• TEXTE D'ÉTUDE:
-.-.-
Plus important, Madrid a accepté de combler le déficit énergétique dont pâtit le Maroc depuis que le président algérien Abdelmajid Tebboune a ordonné fin octobre 2021 la fin du contrat gazier qui passait par le gazoduc via le Maroc pour relier l’Algérie à l’Espagne. Le Maroc touchait des droits de transit (entre 50 et 200 millions d’euros/an) et il achetait du gaz algérien, soit au total environ 1 milliard de m3 destiné à une centrale électrique de l’Oriental. Depuis novembre, Espagnols et Marocains se sont accordés en secret pour exploiter le gazoduc dans le sens nord-sud, ce qui nécessite quelques changements techniques. Le Maroc, dépourvu de terminal méthanier, achètera du gaz naturel liquéfié (GNL) venu sans doute des États-Unis, qui sera dégazéifié en Espagne avant d’emprunter le gazoduc, selon la ministre marocaine de la transition énergétique, Leila Benali.

L’enjeu européen

Que cherche donc Rabat en faisant constamment pression sur son voisin espagnol ? Le ministre marocain des affaires étrangères Nasser Bourita l’avait laissé entendre en janvier 2021, quand il avait appelé l’Europe à « sortir de sa zone de confort » et suivre l’exemple du président américain Trump. Le roi Mohamed VI a été plus explicite dans son discours du 6 novembre dernier à l’occasion de la commémoration de la Marche verte qui permit au Maroc de s’approprier le Sahara en 1975. « Aujourd’hui, nous sommes tout à fait fondés à attendre de nos partenaires qu’ils formulent des positions autrement plus audacieuses et plus nettes au sujet de l’intégrité territoriale du Royaume. (…) Aujourd’hui comme par le passé, la marocanité du Sahara ne sera jamais à l’ordre du jour d’une quelconque tractation ». Autrement dit le Maroc ne fera pas affaire avec ceux qui ne reconnaissent pas que le Sahara lui appartient. Il leur cherchera même noise, à en juger par la façon dont il traite l’Espagne.
-.-.-
• DONNÉES BRUTES:
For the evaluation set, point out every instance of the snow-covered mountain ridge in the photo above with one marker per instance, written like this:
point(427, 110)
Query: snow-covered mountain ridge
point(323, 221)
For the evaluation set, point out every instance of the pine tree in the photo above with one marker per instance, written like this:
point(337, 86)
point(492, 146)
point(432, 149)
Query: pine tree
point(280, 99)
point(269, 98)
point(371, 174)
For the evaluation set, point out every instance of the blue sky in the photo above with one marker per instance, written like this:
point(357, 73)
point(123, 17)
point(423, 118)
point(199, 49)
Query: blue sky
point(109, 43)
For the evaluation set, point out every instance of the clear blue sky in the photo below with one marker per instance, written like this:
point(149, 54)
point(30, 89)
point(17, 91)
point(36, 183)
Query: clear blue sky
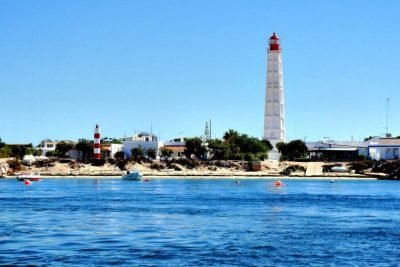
point(127, 65)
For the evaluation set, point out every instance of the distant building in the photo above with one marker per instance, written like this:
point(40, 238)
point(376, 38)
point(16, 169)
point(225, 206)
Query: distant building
point(330, 150)
point(109, 150)
point(177, 145)
point(46, 146)
point(143, 140)
point(383, 148)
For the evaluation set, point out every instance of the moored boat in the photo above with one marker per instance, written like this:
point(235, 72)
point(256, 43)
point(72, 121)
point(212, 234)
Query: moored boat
point(29, 176)
point(339, 169)
point(133, 176)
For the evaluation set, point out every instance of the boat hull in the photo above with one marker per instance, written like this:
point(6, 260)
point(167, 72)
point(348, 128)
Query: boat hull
point(23, 178)
point(134, 176)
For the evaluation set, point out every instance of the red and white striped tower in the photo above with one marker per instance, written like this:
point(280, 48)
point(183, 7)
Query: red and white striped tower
point(96, 146)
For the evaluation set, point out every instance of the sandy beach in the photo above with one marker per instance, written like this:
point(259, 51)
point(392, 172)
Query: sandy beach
point(269, 170)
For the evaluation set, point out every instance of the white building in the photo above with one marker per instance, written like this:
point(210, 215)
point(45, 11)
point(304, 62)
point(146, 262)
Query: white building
point(274, 116)
point(145, 141)
point(46, 146)
point(383, 148)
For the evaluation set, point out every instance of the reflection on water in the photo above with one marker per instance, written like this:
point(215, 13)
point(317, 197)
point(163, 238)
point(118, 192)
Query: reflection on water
point(199, 223)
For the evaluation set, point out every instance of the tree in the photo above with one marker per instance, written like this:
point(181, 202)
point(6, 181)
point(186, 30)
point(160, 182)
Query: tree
point(194, 146)
point(293, 150)
point(63, 147)
point(231, 135)
point(137, 154)
point(268, 144)
point(2, 144)
point(86, 148)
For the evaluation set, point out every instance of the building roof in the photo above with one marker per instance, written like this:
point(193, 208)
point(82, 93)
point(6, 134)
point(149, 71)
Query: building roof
point(384, 142)
point(274, 37)
point(334, 149)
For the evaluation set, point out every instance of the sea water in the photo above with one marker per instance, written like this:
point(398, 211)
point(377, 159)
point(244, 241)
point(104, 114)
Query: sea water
point(199, 222)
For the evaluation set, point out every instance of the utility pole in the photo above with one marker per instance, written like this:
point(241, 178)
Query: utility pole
-.-.-
• CONSIGNE 1:
Répondez à ces questions à l'aide du texte d'étude :
(a) Quel montant annuel de droits de transit le Maroc touchait-il ?
(b) Dans quel pays le GNL acheté par le Maroc sera-t-il dégazéifié ?
(c) À quoi Nasser Bourita a-t-il appelé l'Europe en janvier 2021 ?
• CONSIGNE 2: Poursuivez le texte sur les relations entre le Maroc et l'Espagne après sa dernière phrase.

• RÉPONSE 1:
(a) Entre 50 et 200 millions d'euros par an.
(b) En Espagne.
(c) À « sortir de sa zone de confort » et à suivre l'exemple du président américain Trump.

• RÉPONSE 2:
Ce forcing de Rabat a donné ses fruits avec l’Allemagne, contre laquelle le Maroc déclencha aussi une crise en mars 2021 avec, en arrière-fond, le Sahara. Il est vrai que l’ambassadeur allemand auprès des Nations unies Christoph Heugen avait déclaré en décembre 2020, juste après l’annonce de Trump, que le Sahara occidental était un territoire « occupé », ce que n’oserait jamais dire un diplomate espagnol. Après maints va-et-vient, Berlin a finalement reconnu en décembre, dans un texte affiché sur le site web de son ministère des affaires étrangères, que l’offre d’autonomie marocaine était une « importante contribution » pour résoudre le conflit. Rabat a alors renoué la relation suspendue avec Berlin.

Pour le Maroc il est bien plus important que l’Espagne franchisse ce pas, car il s’agit de l’ancienne puissance coloniale et qu’elle est écoutée sur ce sujet. La diplomatie marocaine pense que si Madrid venait à épauler ouvertement sa thèse de la « marocanité », l’Union européenne suivrait. Mais le gouvernement espagnol n’a pas modifié d’un iota sa position sur la question. Dans son discours aux Nations unies, en septembre 2021, Pedro Sánchez a prôné une « solution mutuellement acceptable » sans faire de concession au Maroc.

En sous-main cependant, l’Espagne aide le Maroc et pas seulement en soutenant les recours contre les arrêts du Tribunal de Luxembourg. Quand les autorités marocaines présentèrent, en 2007, leur offre d’autonomie pour le Sahara, l’ambassadeur espagnol au Maroc, Luis Planas, leur proposa de l’étoffer avec l’aide de prestigieux juristes espagnols. Six ans plus tard, l’Espagne et la France firent cause commune à New York pour empêcher que John Kerry, alors secrétaire d’État américain, ne modifie le mandat de la Mission des Nations unies pour l’organisation d’un référendum au Sahara occidental (Minurso). Il voulait lui octroyer des compétences en matière de surveillance des droits humains, ce à quoi s’opposait Rabat.

Cette aide discrète ne suffit pas aux autorités marocaines. Malgré la pression migratoire qui terrifie les gouvernements espagnols successifs, Madrid tient bon sur le Sahara. Ce n’est pas que l’Espagne soit fidèle à ses principes, c’est surtout qu’elle a une crainte : quand le Maroc en aura terminé avec le Sahara, il se tournera vers Ceuta et Melilla, les deux villes espagnoles enclavées sur la côte nord-africaine.